##### Entries provided #####
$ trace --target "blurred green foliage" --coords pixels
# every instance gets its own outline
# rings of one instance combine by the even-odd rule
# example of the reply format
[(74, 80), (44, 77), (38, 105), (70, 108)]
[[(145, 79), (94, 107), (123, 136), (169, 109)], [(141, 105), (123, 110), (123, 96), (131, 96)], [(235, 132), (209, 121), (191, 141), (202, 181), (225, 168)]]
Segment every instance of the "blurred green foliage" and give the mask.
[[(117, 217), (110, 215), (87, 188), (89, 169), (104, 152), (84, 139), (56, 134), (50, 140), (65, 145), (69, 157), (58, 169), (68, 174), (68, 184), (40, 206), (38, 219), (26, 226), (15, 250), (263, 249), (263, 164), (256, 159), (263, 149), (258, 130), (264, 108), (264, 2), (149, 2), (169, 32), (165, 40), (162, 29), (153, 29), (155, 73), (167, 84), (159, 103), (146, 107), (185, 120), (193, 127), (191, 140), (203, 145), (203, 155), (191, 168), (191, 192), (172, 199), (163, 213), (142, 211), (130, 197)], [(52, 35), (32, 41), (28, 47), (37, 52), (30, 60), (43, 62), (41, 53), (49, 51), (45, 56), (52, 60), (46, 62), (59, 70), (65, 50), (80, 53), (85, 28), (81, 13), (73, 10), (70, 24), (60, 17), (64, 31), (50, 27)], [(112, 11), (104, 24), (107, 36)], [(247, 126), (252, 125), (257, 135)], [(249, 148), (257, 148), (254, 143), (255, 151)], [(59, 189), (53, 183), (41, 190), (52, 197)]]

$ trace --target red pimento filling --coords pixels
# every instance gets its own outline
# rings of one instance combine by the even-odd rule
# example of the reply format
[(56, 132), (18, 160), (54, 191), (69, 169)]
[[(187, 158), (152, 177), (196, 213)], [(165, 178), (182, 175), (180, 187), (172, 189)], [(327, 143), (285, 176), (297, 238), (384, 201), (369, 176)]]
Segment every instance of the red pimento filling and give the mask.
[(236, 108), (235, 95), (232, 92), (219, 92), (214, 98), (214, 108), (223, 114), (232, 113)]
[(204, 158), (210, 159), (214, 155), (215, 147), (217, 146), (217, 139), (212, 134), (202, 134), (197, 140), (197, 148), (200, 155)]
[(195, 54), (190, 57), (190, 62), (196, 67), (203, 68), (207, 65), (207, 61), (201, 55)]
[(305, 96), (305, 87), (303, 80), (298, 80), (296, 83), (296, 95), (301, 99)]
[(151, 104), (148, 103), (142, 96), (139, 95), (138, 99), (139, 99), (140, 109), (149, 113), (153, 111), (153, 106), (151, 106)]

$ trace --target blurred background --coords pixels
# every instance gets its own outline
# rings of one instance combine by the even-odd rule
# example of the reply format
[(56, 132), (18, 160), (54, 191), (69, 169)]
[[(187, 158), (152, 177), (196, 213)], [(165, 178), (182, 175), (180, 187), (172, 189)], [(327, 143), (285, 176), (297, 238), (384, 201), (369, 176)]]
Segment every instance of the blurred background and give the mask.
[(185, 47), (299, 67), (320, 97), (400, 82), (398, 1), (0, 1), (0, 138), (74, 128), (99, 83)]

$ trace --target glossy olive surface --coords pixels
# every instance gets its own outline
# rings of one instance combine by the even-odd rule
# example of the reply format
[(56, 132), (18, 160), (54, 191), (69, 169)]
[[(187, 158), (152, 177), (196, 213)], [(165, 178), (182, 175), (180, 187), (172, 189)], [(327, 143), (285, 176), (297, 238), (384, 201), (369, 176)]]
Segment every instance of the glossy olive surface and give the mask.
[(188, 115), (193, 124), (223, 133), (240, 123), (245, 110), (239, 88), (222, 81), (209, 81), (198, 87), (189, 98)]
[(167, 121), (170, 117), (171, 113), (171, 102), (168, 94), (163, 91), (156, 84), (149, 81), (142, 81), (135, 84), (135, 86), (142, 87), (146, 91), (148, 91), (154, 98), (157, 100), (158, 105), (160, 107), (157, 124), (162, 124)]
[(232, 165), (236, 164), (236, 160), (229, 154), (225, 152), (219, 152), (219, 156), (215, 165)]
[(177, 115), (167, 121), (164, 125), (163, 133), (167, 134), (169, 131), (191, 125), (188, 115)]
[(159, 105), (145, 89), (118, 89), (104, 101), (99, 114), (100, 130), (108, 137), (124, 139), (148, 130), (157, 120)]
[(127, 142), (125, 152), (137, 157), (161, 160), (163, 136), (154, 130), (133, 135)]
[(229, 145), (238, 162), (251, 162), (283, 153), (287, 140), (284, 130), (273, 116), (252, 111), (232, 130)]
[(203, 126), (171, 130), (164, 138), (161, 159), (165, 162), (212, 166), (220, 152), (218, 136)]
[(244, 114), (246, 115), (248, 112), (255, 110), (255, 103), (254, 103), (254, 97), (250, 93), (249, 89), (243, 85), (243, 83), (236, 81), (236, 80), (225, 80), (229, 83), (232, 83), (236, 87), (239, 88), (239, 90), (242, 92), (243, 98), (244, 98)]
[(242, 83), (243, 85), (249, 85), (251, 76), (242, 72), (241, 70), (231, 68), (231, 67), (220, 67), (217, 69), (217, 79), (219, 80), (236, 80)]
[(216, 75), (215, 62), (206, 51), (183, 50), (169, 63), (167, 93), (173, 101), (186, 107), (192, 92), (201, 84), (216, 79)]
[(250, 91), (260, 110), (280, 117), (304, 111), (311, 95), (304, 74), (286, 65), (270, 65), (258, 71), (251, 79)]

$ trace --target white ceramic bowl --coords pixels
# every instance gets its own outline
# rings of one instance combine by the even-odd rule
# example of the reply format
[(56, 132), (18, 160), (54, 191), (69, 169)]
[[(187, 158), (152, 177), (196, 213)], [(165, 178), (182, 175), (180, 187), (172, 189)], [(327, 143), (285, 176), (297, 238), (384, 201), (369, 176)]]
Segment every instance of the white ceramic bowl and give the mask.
#####
■ **What the task requires**
Restate all of the entries above precisely.

■ **Task answer**
$ trace --target "blurred green foliage" --coords pixels
# every instance gets its own outline
# rings of one instance combine by the even-odd rule
# example of the reply format
[(74, 80), (44, 77), (38, 105), (70, 108)]
[[(145, 79), (94, 107), (123, 136), (169, 109)], [(141, 105), (123, 110), (123, 96), (131, 96)], [(235, 132), (209, 121), (191, 141), (202, 181), (225, 168)]]
Segment every instance of the "blurred green foliage" and give the mask.
[[(117, 217), (110, 215), (87, 188), (89, 169), (104, 152), (84, 139), (56, 134), (50, 140), (65, 145), (69, 157), (58, 169), (68, 174), (68, 184), (40, 206), (38, 219), (26, 226), (15, 250), (263, 249), (263, 164), (256, 159), (263, 149), (258, 130), (264, 108), (264, 2), (149, 2), (169, 32), (165, 40), (162, 29), (153, 29), (155, 73), (167, 84), (159, 103), (146, 107), (185, 120), (193, 127), (191, 140), (203, 145), (203, 155), (191, 168), (191, 192), (172, 199), (163, 213), (142, 211), (130, 197)], [(52, 35), (32, 41), (28, 47), (37, 52), (30, 60), (43, 62), (41, 53), (49, 51), (45, 56), (52, 60), (46, 62), (59, 70), (65, 50), (80, 53), (85, 28), (81, 13), (73, 10), (70, 24), (60, 17), (64, 31), (50, 27)], [(112, 11), (104, 24), (107, 36)], [(247, 126), (252, 125), (257, 135)], [(249, 148), (257, 148), (254, 143), (255, 151)], [(59, 189), (53, 183), (41, 190), (52, 197)]]

$ trace --target red pimento filling --coords pixels
# every instance gets its own outline
# rings of one instance combine by the even-odd rule
# example of the reply format
[(56, 132), (18, 160), (54, 191), (69, 169)]
[[(187, 158), (152, 177), (196, 213)], [(165, 178), (182, 175), (180, 187), (172, 189)], [(327, 143), (285, 176), (297, 238), (384, 201), (369, 176)]]
Segment every instance of the red pimento filling and give the mask.
[(236, 108), (235, 95), (232, 92), (219, 92), (214, 98), (214, 108), (223, 114), (232, 113)]
[(204, 158), (210, 159), (214, 155), (215, 147), (217, 146), (217, 139), (212, 134), (202, 134), (197, 140), (197, 148), (200, 155)]
[(195, 54), (190, 57), (190, 62), (196, 67), (203, 68), (207, 65), (207, 61), (201, 55)]
[(305, 96), (305, 87), (303, 80), (298, 80), (296, 83), (296, 95), (301, 99)]
[(151, 104), (148, 103), (142, 96), (139, 95), (138, 99), (139, 99), (140, 109), (149, 113), (153, 111), (153, 106), (151, 106)]

$ trace --target blurred background --coords pixels
# every instance gets its own outline
# rings of one instance combine by the even-odd rule
# example of the reply format
[(56, 132), (18, 160), (54, 191), (69, 169)]
[[(187, 158), (152, 177), (196, 213)], [(165, 178), (182, 175), (180, 187), (172, 189)], [(327, 143), (285, 176), (297, 238), (384, 201), (369, 176)]]
Segment every instance of the blurred background and give the mask.
[(185, 47), (299, 67), (320, 97), (400, 82), (398, 1), (0, 1), (0, 138), (74, 128), (99, 83)]

$ trace --target glossy olive surface --coords pixels
# every instance gets its own outline
# rings of one instance combine by the even-odd rule
# example of the reply format
[(56, 132), (18, 160), (54, 191), (69, 169)]
[[(187, 158), (152, 177), (196, 213)], [(165, 178), (182, 175), (180, 187), (172, 189)], [(327, 143), (285, 176), (297, 238), (384, 201), (369, 176)]]
Segment every instance of the glossy olive surface and give the mask.
[(188, 115), (193, 124), (223, 133), (240, 123), (245, 110), (239, 88), (222, 81), (209, 81), (198, 87), (189, 98)]
[(167, 121), (170, 117), (171, 113), (171, 102), (168, 94), (163, 91), (156, 84), (149, 81), (142, 81), (135, 84), (135, 86), (142, 87), (146, 91), (148, 91), (154, 98), (157, 100), (158, 105), (160, 107), (157, 124), (162, 124)]
[(232, 165), (236, 164), (236, 160), (229, 154), (225, 152), (219, 152), (219, 156), (215, 165)]
[(177, 115), (167, 121), (164, 125), (163, 133), (167, 134), (169, 131), (191, 125), (188, 115)]
[(159, 105), (145, 89), (118, 89), (104, 101), (99, 114), (100, 130), (108, 137), (124, 139), (148, 130), (157, 120)]
[(127, 142), (125, 152), (137, 157), (161, 160), (163, 136), (154, 130), (133, 135)]
[(229, 145), (238, 162), (251, 162), (283, 153), (287, 140), (284, 130), (273, 116), (252, 111), (232, 130)]
[(203, 126), (171, 130), (164, 138), (161, 159), (165, 162), (212, 166), (220, 152), (218, 136)]
[(244, 114), (246, 115), (248, 112), (255, 110), (255, 103), (254, 103), (254, 97), (250, 93), (249, 89), (243, 85), (243, 83), (236, 81), (236, 80), (225, 80), (229, 83), (232, 83), (236, 87), (239, 88), (239, 90), (242, 92), (243, 98), (244, 98)]
[(242, 83), (243, 85), (249, 85), (251, 76), (242, 72), (241, 70), (231, 68), (231, 67), (220, 67), (217, 69), (217, 79), (219, 80), (236, 80)]
[(216, 75), (215, 62), (206, 51), (183, 50), (169, 63), (167, 93), (173, 101), (186, 107), (192, 92), (201, 84), (216, 79)]
[(250, 91), (260, 110), (280, 117), (304, 111), (311, 95), (304, 74), (286, 65), (270, 65), (258, 71), (251, 79)]

$ trace --target white ceramic bowl --coords pixels
# every instance gets its own outline
# rings of one instance combine by the even-odd rule
# example of the reply format
[(56, 132), (18, 160), (54, 191), (69, 169)]
[[(187, 158), (152, 177), (196, 213)], [(165, 178), (182, 175), (180, 187), (172, 189)], [(327, 143), (285, 176), (297, 238), (384, 201), (369, 176)]]
Segment every instance of the white ceramic bowl and give the mask.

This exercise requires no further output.